> WRITTEN INSTRUCTION
Please rewrite the items below, changing "single point" to "one point" wherever it occurs and keeping all other text the same. Leave the pictures out of your answer.

> Object point labels
=======

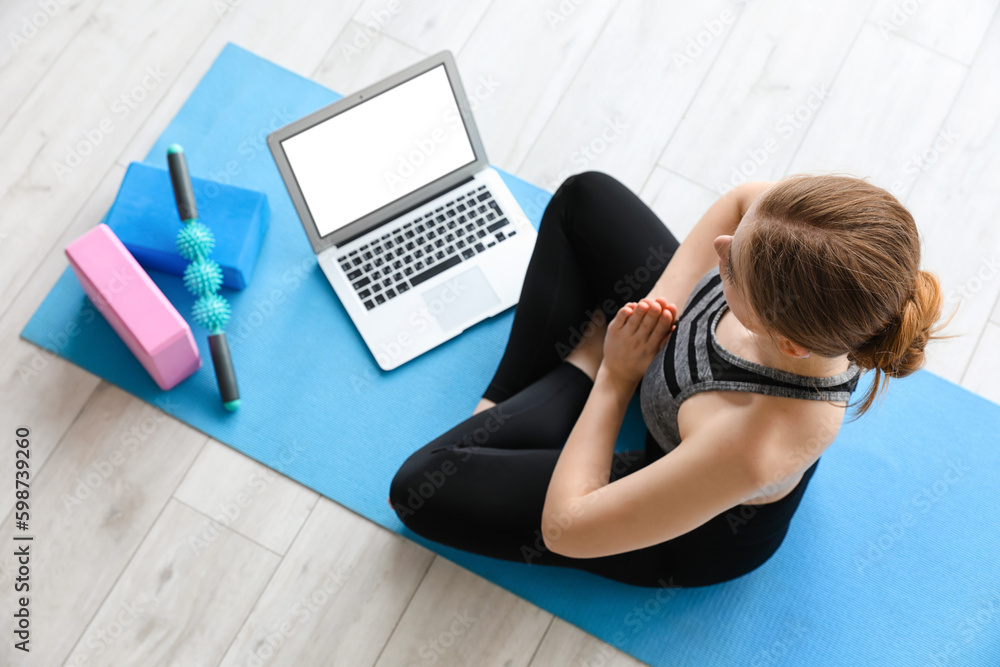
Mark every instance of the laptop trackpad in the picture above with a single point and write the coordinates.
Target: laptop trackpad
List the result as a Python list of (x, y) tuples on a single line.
[(455, 302)]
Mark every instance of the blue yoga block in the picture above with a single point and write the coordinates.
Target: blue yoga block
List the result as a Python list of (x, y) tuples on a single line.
[(144, 216)]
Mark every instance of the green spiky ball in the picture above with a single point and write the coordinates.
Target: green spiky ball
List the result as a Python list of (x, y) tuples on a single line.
[(202, 276), (211, 311), (195, 241)]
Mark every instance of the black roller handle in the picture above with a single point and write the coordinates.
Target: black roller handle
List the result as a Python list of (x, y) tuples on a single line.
[(224, 372), (181, 180)]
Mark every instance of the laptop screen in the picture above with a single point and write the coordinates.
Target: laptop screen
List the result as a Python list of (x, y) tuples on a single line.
[(377, 151)]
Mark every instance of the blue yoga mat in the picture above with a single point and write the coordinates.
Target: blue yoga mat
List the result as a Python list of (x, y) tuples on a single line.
[(890, 560)]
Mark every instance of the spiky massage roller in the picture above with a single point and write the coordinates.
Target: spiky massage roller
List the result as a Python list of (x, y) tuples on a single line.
[(203, 277)]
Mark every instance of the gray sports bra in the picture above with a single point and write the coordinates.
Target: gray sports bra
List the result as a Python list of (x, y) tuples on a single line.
[(693, 361)]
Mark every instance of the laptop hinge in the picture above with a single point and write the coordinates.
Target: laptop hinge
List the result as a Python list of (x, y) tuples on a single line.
[(417, 204)]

=======

> ANSWER BELOW
Mark every instance of the laptop trackpad in the picture above with a one point and write the coordinates.
Target: laptop trackpad
List the result as a Python list of (x, y) tuples on a single line.
[(455, 302)]
Mark every instance of the blue yoga block in the picture above with a one point and write the coordinates.
Target: blue yoga block
List the result as a Python list of (x, y) tuples on a single line.
[(144, 216)]
Mark every instance of the green spiky ball in the picture above with a one point and write the coordinates.
Target: green spiky ball
List the result as a Python list of (x, y) tuples on a single line.
[(202, 276), (211, 311), (195, 241)]
Mark every instance of the black roller handle in the picture above with a one point and write the coordinates.
Target: black roller handle
List the result as a Python list of (x, y) tuples on a single line.
[(224, 372), (181, 180)]
Mark every instance of the laptop screen in the picture above with a one point and write the coordinates.
Target: laptop screen
List the result as a Python list of (x, y) tuples on a single line.
[(377, 151)]
Mark every instance of the blue yoga mat in the picture above with a one point and write the coordinates.
Target: blue yoga mat
List the result as a Python list of (x, y) tuples on a single line.
[(890, 560)]
Mark every instance of the spiky massage roller in the picture above with a one point and write the coordinates.
Target: spiky massage roller
List the result as a Python list of (x, y) tuples on a single line.
[(203, 277)]
Mark every instance of the gray sports bra in the picture above with a one point and write the coordinates.
Target: gray sports bra
List the result as a Python list of (x, y) tuples on a single line.
[(693, 361)]
Mark every instance of the laptop hinge in the picture above with a one point and write the coordinates.
Target: laptop hinge
List the result as a Python list of (x, y) tuples on a single line.
[(417, 204)]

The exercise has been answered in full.